GIVEN PROBLEM: Substitute "Mark" for every occurrence of "Tag" in the material below, leaving everything else as it is, and omit the pictures from your answer.

GIVEN DATA:
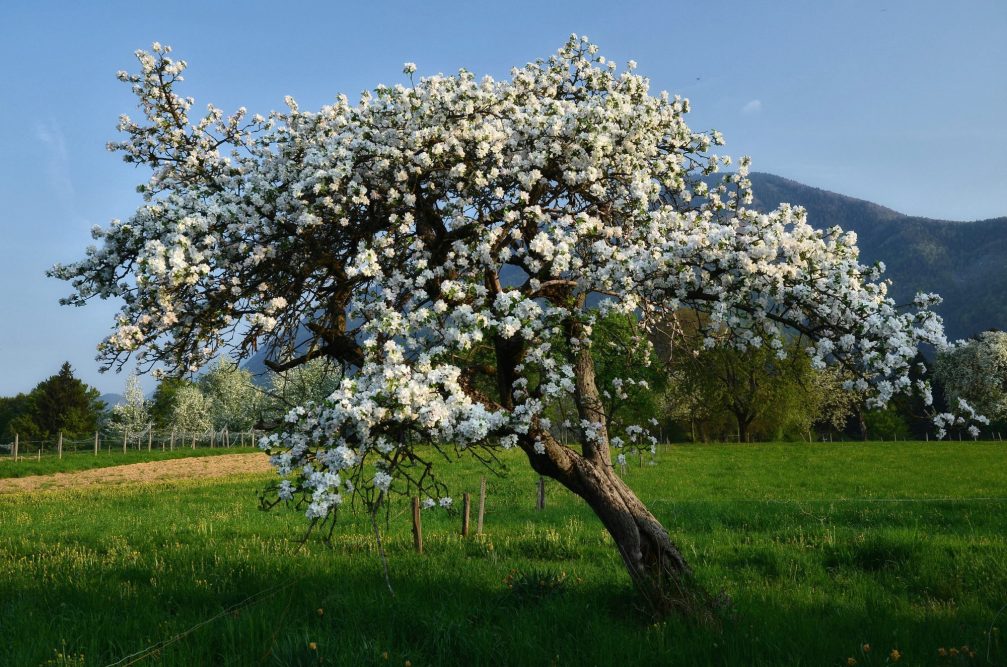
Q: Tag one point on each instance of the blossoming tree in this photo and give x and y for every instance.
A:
(441, 240)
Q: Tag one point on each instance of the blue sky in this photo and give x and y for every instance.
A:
(901, 103)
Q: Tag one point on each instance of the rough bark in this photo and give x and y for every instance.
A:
(656, 565)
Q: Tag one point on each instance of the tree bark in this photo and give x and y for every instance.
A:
(655, 564)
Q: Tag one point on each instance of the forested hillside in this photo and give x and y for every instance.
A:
(964, 262)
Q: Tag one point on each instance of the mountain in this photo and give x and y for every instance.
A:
(964, 262)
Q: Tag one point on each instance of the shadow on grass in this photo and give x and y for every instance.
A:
(532, 616)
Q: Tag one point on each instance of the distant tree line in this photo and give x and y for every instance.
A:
(225, 397)
(699, 388)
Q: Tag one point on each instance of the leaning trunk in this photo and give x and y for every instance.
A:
(655, 563)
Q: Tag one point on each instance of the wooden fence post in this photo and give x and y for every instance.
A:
(417, 526)
(466, 507)
(482, 505)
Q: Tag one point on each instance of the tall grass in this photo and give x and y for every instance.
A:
(823, 549)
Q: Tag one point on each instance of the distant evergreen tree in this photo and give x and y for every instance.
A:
(60, 403)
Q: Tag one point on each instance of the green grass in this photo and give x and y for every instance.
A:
(823, 548)
(49, 462)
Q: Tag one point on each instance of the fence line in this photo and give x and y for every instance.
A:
(121, 440)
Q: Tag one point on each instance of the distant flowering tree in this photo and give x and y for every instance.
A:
(189, 410)
(313, 381)
(441, 240)
(233, 399)
(133, 414)
(975, 371)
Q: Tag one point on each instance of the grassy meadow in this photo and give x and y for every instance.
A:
(72, 461)
(830, 552)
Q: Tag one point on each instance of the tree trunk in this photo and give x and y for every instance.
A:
(655, 563)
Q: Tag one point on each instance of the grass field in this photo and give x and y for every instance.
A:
(49, 463)
(823, 548)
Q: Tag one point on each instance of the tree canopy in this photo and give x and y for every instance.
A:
(452, 242)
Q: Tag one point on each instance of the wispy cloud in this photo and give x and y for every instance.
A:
(57, 164)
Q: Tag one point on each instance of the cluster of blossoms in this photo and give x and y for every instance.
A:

ANSWER TO THE PROBLEM:
Q: Mark one point on each instance of the blossoming tree in this photo and give x and y for every instance.
A:
(441, 240)
Q: Mark one point on each instance of the blue sky in this photo and give x and y for every instance.
A:
(901, 103)
Q: Mark one point on each instance of the rough bark in this photo and give x and y for every instance.
A:
(656, 565)
Q: Mark one point on each instance of the tree bark in this photo and give x and y for every instance.
A:
(655, 564)
Q: Mark one point on each instance of the forested hillside in this photo and give x and y for every instance.
A:
(964, 262)
Q: Mark one point on each instance of the mountain in this photo and give x and y for every instance.
A:
(964, 262)
Q: Mark one point on each instance of the shadow on grass in this photo and give x and y for every instance.
A:
(532, 616)
Q: Mark one point on each instance of the distant tree line in this photo and give x and y for every instance.
A:
(225, 397)
(699, 388)
Q: Mark one point on each instance of the leaning trunk in this photo and give x and y for every instance.
A:
(655, 563)
Q: Mark one point on each instance of the wooden fence post in this photo and give x and y for every instance.
A:
(417, 526)
(466, 507)
(482, 505)
Q: Mark one point on each instance of the tall grass in this photo and give x and y for every instance.
A:
(823, 549)
Q: Mark one point on each instance of the distant evergreen tree in this photo and give x and y for every instance.
A:
(60, 403)
Q: Mark one point on each instance of the green grass in this photo and give x and y for every instance.
A:
(823, 548)
(49, 462)
Q: Mark one point on each instance of the fence line in this photo and give x and y for every instance.
A:
(121, 440)
Q: Mark one point on each instance of the distant flowering tree in this photo and give x and y for every instance.
A:
(189, 410)
(313, 381)
(441, 240)
(233, 399)
(133, 414)
(975, 371)
Q: Mark one point on each instance of the grassy meadow in this photo and give x and y for every instance.
A:
(72, 461)
(830, 552)
Q: Mark one point on each instance of the tree trunk in this photo and give x and y for every instance.
A:
(655, 563)
Q: Mark one point on each instance of the grass field in this photo and give x and y for every instance.
A:
(49, 463)
(823, 548)
Q: Mark one point on each instance of the tree canopy in this photo and give x and y for every instance.
A:
(452, 242)
Q: Mark one point on each instance of the wispy cloud in this photo and give x and y for every instance.
A:
(57, 164)
Q: Mark one point on each instance of the cluster of blossoms in this photo and give x and y for every instance.
A:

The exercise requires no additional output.